_MATERIALS PROVIDED_
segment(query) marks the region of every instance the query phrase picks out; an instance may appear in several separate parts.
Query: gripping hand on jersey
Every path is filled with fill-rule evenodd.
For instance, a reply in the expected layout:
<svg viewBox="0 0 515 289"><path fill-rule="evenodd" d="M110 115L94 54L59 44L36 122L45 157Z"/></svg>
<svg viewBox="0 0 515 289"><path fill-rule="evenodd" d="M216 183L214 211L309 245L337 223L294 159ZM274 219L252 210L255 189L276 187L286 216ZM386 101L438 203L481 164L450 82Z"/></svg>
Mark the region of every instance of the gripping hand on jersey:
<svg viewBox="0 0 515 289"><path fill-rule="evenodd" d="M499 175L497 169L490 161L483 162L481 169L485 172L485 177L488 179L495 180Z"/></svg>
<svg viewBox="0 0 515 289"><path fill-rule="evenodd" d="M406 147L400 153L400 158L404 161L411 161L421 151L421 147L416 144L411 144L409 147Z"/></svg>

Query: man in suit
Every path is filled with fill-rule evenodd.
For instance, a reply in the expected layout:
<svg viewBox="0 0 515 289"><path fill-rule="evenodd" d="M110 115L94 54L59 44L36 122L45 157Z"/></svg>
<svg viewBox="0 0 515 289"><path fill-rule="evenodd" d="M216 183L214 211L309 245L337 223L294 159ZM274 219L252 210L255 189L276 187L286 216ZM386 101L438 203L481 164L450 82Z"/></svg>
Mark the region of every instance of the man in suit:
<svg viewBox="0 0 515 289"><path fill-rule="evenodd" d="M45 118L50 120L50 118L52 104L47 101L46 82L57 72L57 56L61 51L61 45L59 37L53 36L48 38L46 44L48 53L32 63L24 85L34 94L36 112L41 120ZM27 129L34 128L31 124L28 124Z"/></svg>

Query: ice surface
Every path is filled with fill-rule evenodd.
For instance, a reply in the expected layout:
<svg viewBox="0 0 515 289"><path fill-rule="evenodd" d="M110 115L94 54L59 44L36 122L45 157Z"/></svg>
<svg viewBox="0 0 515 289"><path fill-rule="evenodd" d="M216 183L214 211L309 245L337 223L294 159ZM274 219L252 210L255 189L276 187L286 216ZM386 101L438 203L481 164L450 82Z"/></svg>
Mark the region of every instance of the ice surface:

_GIVEN REQUEST_
Arrange the listing between the lines holding "Query: man in suit" and "118L50 120L50 118L52", inclusive, as a two-column CSV with the header request,answer and one row per request paired with its answer. Put each field in double quotes and turn line breaks into spaces.

_ANSWER BELOW_
request,answer
"Query: man in suit Every path is filled with fill-rule evenodd. For instance, a reply in the expected layout: <svg viewBox=""0 0 515 289""><path fill-rule=""evenodd"" d=""M110 115L94 54L59 44L36 122L45 157Z""/></svg> <svg viewBox=""0 0 515 289""><path fill-rule=""evenodd"" d=""M216 183L214 211L309 245L337 223L294 159ZM274 219L252 210L255 189L276 187L286 216ZM386 101L438 203L481 164L450 82Z""/></svg> Mark the region of every instance of the man in suit:","<svg viewBox=""0 0 515 289""><path fill-rule=""evenodd"" d=""M45 118L50 120L50 118L52 104L47 101L46 82L57 72L57 56L61 51L61 45L59 37L53 36L48 38L46 44L48 53L32 63L24 85L34 94L36 112L41 120ZM27 129L34 128L31 124L28 124Z""/></svg>"